DESCRIZIONE ESERCIZIO:
Rispondi a queste domande sull'estratto:
1. Da quale città i Giudei mandarono sacerdoti e Leviti a interrogare Giovanni?
2. In quale luogo Giovanni stava battezzando?
3. Secondo il commento, come si presenta semplicemente Giovanni Battista?

ESTRATTO SCELTO:
☆ ☆ ☆
Martin Lutero Vangelo per la messa della notte di Natale (1521), una lettura allegorica del testo biblico.

Dietrich Buxtehude - Nun komm der Heiden Heiland, BuxWV 211

 

Terza Domenica di Avvento - 13 Dicembre 2020

Questa è la testimonianza di Giovanni, quando i Giudei mandarono da Gerusalemme dei sacerdoti e dei Leviti per domandargli: «Tu chi sei?»
Egli confessò e non negò; confessò dicendo: «Io non sono il Cristo».
Essi gli domandarono: «Chi sei dunque? Sei Elia?» Egli rispose: «Non lo sono». «Sei tu il profeta?» Egli rispose: «No».
Essi dunque gli dissero: «Chi sei? affinché diamo una risposta a quelli che ci hanno mandati. Che dici di te stesso?»
Egli disse: «Io sono la voce di uno che grida nel deserto: "Raddrizzate la via del Signore", come ha detto il profeta Isaia».
Quelli che erano stati mandati da lui erano del gruppo dei farisei; e gli domandarono: «Perché dunque battezzi, se tu non sei il Cristo, né Elia, né il profeta?»
Giovanni rispose loro, dicendo: «Io battezzo in acqua; tra di voi è presente uno che voi non conoscete, colui che viene dopo di me, al quale io non sono degno di sciogliere il legaccio dei calzari!» Queste cose avvennero in Betania di là dal Giordano, dove Giovanni stava battezzando.

Giovanni 1, 19-28

"Tu chi sei ?" La domanda è posta in modo lancinante. È tempo di tirar fuori la tessera professionale! È comodo poter classificare in una categoria chi parla, identificarlo: vogliamo sapere con quale autorità sta parlando. Tutto questo rimanda a logiche istituzionali precise e se uno non è né il Messia, né Elia, né un Profeta con la maiuscola, non dovrebbe battezzare.

Ci vedo il segno di un modo di ascoltare profondamente riduttivo che ho visto spesso all'opera. Ci si aspetta che qualcuno abbia un tale punto di vista, che assuma una tale presa di posizione, e gli si attribuisce un ruolo, perché noi lo abbiamo "identificato", classificato. Questo evita le sorprese e conduce i rapporti sociali a girare a vuoto.

Ma Giovanni Battista si presenta semplicemente come una voce. Esorta i suoi interlocutori a prestare maggiore attenzione a quello che dice e meno a preoccuparsi il posto che occupa. Inoltre si considera un traghettatore: grida, nel nome del Signore, apre una via, attende colui che verrà dopo di lui. In breve, non sta costruendo un territorio o una proprietà, sia essa intellettuale o spirituale. In qualunque modo la si consideri, lo si guardi, l'esistenza di Giovanni è precaria. È posto in un luogo intermedio, al di là del Giordano, non è davvero stabilito. È posto in un tempo intermedio, con una missione provvisoria. Egli afferra una parola che rilancia prima che un altro la compia.
☆ ☆ ☆
RIGHE MOSTRATE:
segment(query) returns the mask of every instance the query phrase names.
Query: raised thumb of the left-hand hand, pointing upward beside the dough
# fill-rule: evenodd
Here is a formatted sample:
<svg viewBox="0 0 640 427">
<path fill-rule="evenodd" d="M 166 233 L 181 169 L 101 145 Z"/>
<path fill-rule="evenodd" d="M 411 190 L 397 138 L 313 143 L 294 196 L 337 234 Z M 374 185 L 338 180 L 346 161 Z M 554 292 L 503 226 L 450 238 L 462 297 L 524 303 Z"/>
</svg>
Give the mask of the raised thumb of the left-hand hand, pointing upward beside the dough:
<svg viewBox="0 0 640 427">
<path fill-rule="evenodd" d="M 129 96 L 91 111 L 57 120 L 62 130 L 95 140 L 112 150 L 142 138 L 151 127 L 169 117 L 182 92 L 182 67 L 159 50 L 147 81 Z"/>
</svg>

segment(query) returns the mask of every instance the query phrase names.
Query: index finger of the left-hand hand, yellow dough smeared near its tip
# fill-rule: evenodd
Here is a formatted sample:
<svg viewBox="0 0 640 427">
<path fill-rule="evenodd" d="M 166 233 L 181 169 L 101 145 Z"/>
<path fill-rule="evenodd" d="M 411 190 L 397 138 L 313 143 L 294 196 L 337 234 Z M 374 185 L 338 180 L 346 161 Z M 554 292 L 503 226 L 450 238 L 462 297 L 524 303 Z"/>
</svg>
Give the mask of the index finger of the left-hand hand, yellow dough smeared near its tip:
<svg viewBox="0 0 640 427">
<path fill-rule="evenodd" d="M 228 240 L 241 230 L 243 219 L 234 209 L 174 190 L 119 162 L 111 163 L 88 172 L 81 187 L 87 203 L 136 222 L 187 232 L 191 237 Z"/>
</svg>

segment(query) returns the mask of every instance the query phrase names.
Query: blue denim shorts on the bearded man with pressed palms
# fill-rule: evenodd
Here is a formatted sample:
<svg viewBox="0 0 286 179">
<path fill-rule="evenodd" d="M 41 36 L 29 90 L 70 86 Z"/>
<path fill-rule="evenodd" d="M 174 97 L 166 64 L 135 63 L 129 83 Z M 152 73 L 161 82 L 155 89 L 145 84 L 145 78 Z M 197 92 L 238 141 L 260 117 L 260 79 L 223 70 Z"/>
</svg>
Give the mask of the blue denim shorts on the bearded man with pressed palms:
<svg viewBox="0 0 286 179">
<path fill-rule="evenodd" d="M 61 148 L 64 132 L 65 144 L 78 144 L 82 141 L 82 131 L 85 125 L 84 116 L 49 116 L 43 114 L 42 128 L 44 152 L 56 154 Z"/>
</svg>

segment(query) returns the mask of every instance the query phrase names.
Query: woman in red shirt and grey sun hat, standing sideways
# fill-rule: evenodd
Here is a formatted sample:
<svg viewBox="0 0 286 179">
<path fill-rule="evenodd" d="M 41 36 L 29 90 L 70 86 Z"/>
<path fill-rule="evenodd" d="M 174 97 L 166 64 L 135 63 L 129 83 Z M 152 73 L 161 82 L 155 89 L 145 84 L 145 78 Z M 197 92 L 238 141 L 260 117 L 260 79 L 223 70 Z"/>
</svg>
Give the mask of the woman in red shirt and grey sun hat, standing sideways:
☆ ☆ ☆
RISULTATO:
1. Da Gerusalemme.
2. In Betania di là dal Giordano.
3. Come una voce.